**Instruction**
Can you scale the material below, starting at its first line and stopping after the line containing "[534,598,640,625]"? Copy those lines again with their requests, and multiply every box coordinate by 0.4, rounding to whole numbers with halves going up.

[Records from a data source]
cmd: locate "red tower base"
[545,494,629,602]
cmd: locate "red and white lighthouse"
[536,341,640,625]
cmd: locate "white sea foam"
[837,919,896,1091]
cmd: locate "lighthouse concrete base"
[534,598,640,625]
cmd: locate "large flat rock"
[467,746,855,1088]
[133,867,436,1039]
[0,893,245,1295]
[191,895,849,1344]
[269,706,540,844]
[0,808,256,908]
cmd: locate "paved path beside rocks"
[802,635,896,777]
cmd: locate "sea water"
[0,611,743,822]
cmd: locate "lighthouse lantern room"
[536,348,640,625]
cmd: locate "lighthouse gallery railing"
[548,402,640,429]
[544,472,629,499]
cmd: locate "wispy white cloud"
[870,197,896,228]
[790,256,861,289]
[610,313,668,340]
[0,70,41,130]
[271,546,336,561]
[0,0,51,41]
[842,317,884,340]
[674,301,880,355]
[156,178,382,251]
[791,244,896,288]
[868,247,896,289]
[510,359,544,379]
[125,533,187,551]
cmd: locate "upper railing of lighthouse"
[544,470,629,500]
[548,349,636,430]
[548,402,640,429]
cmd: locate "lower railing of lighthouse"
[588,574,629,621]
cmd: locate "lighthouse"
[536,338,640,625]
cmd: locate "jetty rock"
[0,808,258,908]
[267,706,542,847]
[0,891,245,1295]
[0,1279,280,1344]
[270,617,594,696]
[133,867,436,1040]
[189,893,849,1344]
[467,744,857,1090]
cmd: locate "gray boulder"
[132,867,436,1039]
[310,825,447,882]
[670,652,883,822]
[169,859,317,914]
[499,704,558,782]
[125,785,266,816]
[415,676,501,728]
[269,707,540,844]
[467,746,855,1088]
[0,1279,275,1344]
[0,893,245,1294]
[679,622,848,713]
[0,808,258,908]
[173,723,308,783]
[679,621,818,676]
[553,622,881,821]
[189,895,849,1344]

**Answer to the task**
cmd: locate "red tower base"
[218,198,252,241]
cmd: locate "red and white lighthouse"
[214,136,256,250]
cmd: locate "white sea foam"
[335,368,358,436]
cmd: locate "lighthouse concrete base"
[214,239,256,250]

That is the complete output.